* **Article**
------------------------------------------------
What is the word, masterpiece, add to the conversation,
but it does feel like a masterpiece to watch.
It is just such an incredible, you know,
artful piece of cinema.
And also just like such an important part of both kind
of like, you know, animation, anime specifically,
and science fiction, the genre, and its filmic representation.
I mean, this is a movie which, you know,
it comes out years before The Matrix, right?
And the Wachowskis say, apparently,
I'll pull from, let's see, where's this legacy section here?
Design, oh, fucking God, hold on.
I should, reception, themes, oh well,
I'll just paraphrase.
Lukowski's, creators of The Matrix and its sequels,
showed it to producer Joel Silver and said,
"'We wanna do that for real.'"
Which is...
Awesome pitch.
I mean, it's an awesome pitch.
It's in line with adding an S and a dollar sign to alien.
Yes.
Speaking of, James Cameron has credited Ghost in the Shell
as a source of inspiration for Avatar, which tracks,
because of the way that ghosts are transferred
into Avatar bodies.
Sure.
Spielberg's artificial intelligence and surrogates
have all drawn parallels parallels according to Wikipedia.
------------------------------------------------
[Items from a data source]
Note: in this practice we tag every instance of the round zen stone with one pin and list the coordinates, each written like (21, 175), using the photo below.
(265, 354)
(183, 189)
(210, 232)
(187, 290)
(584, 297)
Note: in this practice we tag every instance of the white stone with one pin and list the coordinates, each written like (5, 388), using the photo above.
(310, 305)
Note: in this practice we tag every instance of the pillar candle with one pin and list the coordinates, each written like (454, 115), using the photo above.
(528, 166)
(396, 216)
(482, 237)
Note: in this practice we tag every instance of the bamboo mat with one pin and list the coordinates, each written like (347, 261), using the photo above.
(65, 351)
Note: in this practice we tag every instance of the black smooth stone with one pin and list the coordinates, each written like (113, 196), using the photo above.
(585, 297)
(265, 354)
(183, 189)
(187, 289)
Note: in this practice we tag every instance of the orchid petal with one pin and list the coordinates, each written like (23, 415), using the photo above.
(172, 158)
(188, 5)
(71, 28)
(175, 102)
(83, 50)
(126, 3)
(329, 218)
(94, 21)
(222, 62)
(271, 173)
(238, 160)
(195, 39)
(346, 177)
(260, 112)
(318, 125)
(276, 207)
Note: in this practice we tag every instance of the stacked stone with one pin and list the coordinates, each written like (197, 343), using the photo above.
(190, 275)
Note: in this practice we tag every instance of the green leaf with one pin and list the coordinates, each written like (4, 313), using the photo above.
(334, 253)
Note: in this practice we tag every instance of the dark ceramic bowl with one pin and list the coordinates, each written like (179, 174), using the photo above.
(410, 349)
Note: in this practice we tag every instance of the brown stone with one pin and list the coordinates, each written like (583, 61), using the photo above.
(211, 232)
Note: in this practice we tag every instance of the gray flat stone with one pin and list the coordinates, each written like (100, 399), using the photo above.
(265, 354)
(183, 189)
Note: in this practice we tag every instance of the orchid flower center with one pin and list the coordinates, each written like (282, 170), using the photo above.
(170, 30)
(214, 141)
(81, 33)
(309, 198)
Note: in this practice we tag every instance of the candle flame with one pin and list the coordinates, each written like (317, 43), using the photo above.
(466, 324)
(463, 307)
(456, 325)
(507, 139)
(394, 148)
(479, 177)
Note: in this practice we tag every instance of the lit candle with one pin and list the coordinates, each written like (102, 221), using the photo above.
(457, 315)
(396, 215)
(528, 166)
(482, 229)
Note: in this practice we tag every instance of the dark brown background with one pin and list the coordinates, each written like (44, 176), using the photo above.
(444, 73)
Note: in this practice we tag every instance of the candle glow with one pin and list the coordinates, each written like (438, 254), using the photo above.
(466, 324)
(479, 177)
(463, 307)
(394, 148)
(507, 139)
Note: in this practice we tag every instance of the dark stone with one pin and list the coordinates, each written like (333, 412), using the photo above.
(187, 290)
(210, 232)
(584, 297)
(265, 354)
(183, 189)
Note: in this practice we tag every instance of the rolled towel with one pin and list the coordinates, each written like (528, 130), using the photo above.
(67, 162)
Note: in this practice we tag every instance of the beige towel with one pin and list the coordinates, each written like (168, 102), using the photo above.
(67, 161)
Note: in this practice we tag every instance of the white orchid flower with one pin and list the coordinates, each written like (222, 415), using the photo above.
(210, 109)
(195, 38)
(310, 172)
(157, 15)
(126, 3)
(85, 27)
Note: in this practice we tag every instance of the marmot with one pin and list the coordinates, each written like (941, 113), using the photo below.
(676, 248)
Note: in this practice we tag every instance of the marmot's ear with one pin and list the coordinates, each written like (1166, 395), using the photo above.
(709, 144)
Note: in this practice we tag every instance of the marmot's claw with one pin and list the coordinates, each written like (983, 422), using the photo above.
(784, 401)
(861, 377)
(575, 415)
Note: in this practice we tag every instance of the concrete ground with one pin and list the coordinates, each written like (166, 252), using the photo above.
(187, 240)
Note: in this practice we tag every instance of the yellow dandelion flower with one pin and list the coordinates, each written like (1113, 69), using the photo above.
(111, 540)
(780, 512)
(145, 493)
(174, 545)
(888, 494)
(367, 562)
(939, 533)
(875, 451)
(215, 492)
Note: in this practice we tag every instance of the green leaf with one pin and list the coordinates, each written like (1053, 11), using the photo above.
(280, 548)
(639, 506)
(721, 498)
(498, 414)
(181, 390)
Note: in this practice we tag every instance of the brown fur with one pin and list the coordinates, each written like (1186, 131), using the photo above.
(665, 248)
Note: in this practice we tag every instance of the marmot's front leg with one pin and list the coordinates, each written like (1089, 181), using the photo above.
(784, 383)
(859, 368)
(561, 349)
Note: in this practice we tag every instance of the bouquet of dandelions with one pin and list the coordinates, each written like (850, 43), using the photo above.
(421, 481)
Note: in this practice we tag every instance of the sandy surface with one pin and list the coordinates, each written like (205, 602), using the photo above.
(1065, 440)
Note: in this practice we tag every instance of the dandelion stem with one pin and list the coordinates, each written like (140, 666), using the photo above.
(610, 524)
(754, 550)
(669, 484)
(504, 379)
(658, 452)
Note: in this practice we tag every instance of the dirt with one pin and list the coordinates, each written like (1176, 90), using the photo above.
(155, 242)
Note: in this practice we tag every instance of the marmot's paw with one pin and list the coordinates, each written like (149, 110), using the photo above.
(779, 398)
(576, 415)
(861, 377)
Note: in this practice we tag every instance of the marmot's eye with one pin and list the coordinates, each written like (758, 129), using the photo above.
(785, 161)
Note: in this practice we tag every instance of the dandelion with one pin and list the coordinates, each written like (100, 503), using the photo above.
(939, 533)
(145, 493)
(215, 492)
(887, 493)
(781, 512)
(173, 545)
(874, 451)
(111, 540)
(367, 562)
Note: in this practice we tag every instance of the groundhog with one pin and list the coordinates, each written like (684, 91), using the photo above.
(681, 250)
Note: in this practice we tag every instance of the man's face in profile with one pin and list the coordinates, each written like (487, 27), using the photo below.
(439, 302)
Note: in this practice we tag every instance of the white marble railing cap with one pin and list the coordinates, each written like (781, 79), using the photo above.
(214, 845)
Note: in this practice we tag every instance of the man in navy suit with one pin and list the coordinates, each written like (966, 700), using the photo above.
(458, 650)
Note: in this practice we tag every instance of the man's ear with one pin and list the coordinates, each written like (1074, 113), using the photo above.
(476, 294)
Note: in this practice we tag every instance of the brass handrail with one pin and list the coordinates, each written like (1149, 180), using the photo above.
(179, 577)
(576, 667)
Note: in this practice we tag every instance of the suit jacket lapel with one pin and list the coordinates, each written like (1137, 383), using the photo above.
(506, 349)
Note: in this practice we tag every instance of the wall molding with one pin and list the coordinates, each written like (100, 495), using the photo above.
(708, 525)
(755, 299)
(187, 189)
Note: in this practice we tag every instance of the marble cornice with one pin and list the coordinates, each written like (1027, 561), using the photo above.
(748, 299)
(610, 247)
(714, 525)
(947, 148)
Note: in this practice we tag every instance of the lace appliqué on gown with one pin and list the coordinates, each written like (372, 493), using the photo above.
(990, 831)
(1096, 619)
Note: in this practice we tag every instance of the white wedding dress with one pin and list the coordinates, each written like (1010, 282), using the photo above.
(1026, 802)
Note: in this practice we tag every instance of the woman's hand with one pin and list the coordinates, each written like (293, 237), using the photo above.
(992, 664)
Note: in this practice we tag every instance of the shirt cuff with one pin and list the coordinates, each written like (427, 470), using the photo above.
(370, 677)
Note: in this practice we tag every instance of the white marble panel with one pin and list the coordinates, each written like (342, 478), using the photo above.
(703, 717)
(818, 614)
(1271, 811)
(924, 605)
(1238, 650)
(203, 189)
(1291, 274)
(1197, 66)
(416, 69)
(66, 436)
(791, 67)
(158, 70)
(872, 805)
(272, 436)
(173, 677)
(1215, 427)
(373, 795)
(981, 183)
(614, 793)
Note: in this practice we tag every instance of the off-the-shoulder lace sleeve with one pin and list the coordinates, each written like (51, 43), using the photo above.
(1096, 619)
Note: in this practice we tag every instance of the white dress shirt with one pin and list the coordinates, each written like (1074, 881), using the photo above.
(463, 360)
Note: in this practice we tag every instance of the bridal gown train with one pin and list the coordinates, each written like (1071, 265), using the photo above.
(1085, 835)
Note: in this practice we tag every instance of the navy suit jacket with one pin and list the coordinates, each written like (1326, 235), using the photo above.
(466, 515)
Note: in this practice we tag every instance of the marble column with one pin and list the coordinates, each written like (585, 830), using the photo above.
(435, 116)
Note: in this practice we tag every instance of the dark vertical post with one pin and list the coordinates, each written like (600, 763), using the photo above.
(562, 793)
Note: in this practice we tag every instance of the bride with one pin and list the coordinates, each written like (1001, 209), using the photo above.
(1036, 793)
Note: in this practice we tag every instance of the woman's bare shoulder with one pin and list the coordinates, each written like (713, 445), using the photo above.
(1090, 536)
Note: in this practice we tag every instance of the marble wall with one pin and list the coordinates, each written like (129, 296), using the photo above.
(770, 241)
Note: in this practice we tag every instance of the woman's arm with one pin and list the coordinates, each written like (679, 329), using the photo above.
------------------------------------------------
* **What to work on**
In the Ghost in the Shell transcript, which film did James Cameron credit Ghost in the Shell as a source of inspiration for? Please rely only on the transcript, not the lines.

* **Complete response**
Avatar.